Data entries:
★ ★ ★ ★ ★ ★ ★

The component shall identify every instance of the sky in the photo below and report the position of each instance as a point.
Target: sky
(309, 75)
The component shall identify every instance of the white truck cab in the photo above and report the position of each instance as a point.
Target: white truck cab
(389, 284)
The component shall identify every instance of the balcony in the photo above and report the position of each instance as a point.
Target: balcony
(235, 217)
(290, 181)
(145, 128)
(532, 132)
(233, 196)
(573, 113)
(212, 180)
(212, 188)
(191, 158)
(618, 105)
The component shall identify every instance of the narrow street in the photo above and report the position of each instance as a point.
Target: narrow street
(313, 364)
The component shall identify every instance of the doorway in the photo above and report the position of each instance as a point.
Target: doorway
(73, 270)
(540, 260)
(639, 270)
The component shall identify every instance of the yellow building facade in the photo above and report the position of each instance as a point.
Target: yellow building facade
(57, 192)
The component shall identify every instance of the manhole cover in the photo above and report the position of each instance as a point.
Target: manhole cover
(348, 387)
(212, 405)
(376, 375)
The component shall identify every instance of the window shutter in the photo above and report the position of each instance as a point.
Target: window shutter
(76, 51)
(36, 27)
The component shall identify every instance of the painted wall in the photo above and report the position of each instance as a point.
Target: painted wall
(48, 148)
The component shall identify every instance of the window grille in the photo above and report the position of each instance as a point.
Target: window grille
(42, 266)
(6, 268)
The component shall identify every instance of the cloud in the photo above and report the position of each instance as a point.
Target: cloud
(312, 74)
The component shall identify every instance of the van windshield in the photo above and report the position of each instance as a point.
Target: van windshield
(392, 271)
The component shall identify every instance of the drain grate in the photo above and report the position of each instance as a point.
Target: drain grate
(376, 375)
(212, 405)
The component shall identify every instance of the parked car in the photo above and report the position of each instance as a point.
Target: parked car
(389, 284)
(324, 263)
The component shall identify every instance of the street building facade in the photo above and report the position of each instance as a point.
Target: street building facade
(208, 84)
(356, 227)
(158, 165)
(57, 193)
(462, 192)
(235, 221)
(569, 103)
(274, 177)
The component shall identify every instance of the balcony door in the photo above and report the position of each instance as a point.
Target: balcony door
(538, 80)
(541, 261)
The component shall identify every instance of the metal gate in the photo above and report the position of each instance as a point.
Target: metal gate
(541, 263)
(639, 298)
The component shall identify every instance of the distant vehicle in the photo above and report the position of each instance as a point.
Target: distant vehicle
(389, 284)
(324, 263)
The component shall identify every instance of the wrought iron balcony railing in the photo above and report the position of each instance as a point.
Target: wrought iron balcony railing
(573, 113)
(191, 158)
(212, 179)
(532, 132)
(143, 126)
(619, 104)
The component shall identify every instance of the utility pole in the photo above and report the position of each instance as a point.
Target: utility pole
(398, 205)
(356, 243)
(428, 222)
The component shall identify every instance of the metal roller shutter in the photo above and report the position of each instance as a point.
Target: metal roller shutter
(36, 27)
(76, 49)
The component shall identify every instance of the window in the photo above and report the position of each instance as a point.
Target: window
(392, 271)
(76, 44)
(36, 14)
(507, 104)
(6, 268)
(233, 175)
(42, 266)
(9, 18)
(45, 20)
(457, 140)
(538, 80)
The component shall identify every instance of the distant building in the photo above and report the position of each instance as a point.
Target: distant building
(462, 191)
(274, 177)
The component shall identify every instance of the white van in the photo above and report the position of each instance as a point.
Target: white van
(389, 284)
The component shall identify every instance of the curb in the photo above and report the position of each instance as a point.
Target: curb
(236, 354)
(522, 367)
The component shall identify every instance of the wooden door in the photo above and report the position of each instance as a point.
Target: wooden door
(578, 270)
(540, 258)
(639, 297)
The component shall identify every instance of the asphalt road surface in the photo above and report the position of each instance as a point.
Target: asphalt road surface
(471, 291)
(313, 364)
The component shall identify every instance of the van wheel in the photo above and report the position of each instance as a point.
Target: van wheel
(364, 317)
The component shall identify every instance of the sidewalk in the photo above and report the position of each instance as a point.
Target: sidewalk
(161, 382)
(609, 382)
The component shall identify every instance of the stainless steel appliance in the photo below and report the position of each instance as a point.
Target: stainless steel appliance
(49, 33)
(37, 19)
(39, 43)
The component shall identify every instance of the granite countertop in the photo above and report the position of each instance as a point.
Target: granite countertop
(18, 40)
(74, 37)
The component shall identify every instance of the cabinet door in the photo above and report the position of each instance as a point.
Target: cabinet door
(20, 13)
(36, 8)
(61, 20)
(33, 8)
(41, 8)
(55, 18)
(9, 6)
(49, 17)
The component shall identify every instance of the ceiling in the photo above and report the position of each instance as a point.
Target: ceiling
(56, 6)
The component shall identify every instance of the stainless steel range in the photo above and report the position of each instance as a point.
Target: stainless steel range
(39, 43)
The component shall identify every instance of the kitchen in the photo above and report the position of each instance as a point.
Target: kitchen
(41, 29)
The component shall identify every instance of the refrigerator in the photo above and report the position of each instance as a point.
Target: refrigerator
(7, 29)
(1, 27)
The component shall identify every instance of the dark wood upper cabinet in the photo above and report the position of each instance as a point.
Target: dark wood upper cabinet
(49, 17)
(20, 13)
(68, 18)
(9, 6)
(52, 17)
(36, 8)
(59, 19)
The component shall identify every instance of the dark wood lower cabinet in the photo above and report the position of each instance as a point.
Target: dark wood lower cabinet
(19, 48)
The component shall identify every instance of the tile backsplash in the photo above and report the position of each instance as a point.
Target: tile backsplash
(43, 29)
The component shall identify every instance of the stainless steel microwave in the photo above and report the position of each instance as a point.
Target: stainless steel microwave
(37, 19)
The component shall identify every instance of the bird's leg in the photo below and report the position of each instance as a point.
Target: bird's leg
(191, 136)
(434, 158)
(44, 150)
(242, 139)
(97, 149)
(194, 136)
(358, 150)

★ ★ ★ ★ ★ ★ ★

The lines above, from the start of the records through the one containing "The component shall identify every instance of the white truck", are to be printed exactly, and nothing else is to be included.

The component shall identify every instance of the sky in the photo below and report the position of each instance as a point.
Target: sky
(309, 75)
The component shall identify every instance of the white truck cab in the photo above and report the position of each instance as a point.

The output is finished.